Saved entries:

########################################

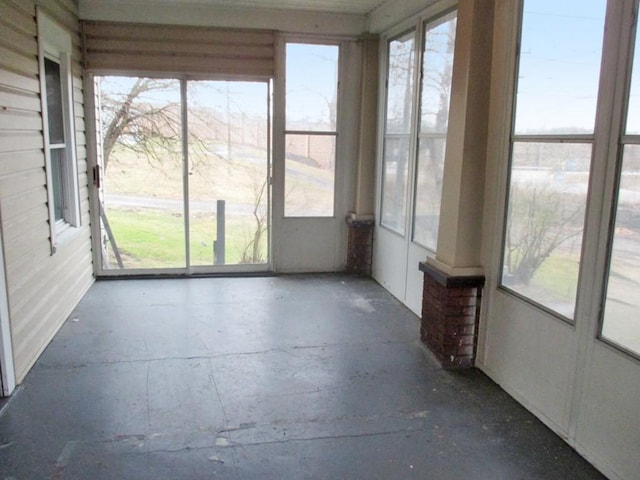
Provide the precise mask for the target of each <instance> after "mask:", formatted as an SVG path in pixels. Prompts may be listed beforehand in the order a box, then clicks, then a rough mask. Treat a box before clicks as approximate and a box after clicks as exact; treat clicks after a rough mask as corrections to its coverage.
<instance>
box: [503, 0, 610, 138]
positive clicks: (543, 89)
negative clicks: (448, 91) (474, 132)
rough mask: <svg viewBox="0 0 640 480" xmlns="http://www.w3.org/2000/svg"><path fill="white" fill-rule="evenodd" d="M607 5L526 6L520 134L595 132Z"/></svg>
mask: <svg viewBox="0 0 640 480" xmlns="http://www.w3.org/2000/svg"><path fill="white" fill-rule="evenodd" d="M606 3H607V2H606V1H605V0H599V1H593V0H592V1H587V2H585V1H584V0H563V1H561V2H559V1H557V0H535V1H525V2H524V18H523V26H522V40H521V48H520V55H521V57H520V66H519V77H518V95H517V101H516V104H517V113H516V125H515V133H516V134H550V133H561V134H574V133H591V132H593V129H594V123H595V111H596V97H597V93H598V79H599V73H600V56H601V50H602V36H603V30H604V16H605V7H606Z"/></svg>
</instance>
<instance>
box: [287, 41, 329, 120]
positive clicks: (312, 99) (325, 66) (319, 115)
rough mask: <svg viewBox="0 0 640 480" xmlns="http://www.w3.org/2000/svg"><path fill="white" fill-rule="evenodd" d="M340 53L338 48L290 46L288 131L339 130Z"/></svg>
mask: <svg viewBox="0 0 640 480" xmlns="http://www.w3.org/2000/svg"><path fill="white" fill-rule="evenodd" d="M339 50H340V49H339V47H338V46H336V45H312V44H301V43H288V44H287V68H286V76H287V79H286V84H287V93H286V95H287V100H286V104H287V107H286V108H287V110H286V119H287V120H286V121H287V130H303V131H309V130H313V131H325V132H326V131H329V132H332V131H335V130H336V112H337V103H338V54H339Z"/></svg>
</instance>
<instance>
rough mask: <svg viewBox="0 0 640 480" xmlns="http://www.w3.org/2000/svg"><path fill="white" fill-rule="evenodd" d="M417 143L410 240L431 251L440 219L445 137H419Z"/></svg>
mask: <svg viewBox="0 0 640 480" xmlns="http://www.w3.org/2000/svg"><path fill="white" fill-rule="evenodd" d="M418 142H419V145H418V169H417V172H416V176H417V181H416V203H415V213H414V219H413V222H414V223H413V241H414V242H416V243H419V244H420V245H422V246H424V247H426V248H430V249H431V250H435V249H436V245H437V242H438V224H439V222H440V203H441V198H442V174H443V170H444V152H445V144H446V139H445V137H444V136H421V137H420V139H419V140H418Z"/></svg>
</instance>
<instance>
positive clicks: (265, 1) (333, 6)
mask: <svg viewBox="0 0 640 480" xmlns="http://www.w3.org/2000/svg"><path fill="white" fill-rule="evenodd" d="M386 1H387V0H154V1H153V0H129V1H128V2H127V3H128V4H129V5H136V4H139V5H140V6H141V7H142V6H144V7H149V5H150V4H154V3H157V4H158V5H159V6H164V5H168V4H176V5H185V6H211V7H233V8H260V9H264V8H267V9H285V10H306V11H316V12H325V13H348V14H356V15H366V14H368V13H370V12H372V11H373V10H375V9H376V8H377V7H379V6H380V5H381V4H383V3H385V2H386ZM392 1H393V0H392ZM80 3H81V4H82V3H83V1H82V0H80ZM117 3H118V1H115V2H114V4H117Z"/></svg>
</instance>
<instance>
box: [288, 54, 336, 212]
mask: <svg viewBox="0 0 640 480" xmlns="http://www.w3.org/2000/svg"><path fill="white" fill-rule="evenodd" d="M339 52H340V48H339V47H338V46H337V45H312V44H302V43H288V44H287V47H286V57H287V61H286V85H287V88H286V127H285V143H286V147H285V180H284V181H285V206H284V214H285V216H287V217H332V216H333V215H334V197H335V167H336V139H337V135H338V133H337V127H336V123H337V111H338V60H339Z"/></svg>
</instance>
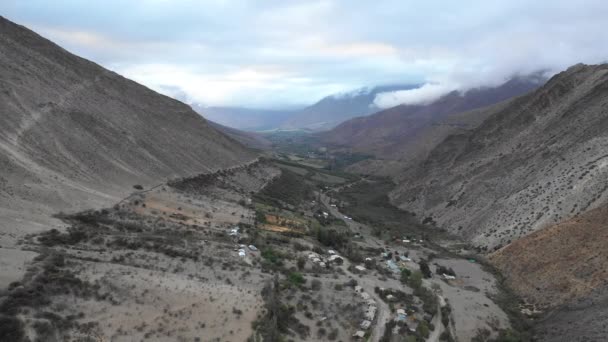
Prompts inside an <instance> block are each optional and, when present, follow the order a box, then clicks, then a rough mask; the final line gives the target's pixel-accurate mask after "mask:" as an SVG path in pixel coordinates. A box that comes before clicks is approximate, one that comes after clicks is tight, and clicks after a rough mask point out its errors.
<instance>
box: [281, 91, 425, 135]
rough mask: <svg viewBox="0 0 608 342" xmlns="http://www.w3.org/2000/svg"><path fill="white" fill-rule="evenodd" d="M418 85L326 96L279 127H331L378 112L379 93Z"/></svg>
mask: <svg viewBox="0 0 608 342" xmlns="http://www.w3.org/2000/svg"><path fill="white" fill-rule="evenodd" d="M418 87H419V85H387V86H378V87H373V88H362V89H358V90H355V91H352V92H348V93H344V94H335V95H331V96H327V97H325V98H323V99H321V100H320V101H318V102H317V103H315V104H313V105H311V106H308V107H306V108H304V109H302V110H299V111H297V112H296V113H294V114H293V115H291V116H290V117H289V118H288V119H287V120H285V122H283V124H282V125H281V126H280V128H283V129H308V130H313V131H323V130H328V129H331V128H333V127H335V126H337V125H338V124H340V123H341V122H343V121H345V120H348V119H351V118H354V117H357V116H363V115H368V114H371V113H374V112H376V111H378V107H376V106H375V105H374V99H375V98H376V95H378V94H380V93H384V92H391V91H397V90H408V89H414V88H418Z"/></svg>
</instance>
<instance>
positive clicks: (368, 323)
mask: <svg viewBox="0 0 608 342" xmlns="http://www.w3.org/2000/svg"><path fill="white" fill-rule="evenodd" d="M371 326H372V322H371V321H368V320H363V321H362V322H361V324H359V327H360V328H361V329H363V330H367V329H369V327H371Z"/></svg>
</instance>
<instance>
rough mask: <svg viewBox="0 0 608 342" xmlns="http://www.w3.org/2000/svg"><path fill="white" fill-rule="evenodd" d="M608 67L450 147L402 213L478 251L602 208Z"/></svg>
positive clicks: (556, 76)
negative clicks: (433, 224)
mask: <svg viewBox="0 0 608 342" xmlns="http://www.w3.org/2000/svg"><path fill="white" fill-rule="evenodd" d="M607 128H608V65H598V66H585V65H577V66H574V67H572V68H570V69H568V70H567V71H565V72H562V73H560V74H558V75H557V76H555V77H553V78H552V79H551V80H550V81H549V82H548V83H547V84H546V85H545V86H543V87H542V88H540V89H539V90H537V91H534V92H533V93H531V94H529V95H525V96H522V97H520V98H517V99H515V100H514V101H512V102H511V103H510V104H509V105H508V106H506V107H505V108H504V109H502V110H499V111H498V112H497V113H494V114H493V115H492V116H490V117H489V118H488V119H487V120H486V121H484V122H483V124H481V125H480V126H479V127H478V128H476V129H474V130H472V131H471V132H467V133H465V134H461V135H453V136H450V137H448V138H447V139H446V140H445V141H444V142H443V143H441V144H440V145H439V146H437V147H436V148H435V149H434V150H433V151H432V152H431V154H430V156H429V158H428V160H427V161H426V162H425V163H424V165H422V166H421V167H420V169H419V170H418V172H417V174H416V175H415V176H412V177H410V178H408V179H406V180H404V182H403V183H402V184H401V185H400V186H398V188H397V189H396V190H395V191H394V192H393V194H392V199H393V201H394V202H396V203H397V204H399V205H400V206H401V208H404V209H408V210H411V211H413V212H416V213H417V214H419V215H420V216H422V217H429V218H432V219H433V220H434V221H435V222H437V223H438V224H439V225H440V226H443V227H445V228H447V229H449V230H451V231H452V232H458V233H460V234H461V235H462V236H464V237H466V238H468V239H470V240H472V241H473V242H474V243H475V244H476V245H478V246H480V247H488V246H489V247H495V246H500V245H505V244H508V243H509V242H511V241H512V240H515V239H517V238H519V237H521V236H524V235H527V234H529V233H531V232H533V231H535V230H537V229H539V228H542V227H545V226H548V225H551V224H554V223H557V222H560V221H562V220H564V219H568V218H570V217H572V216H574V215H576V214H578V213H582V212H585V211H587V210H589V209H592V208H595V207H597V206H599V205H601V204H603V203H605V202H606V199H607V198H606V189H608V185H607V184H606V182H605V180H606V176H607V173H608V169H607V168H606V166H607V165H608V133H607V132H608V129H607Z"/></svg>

########################################

WORK ITEM: Copy the stretch from the start of the material through the line containing "positive clicks: (543, 89)" word for word, leaving the pictures out.

REPLY:
Provide the precise mask for the target of each <instance> after "mask:", formatted as an SVG path in pixels. Prompts may be listed beforehand in the order a box, then clicks, then a rough mask. Treat a box before clicks as approximate and a box after clicks as exact; treat clicks after a rough mask as corrections to its coverage.
<instance>
box: [503, 0, 610, 138]
positive clicks: (543, 89)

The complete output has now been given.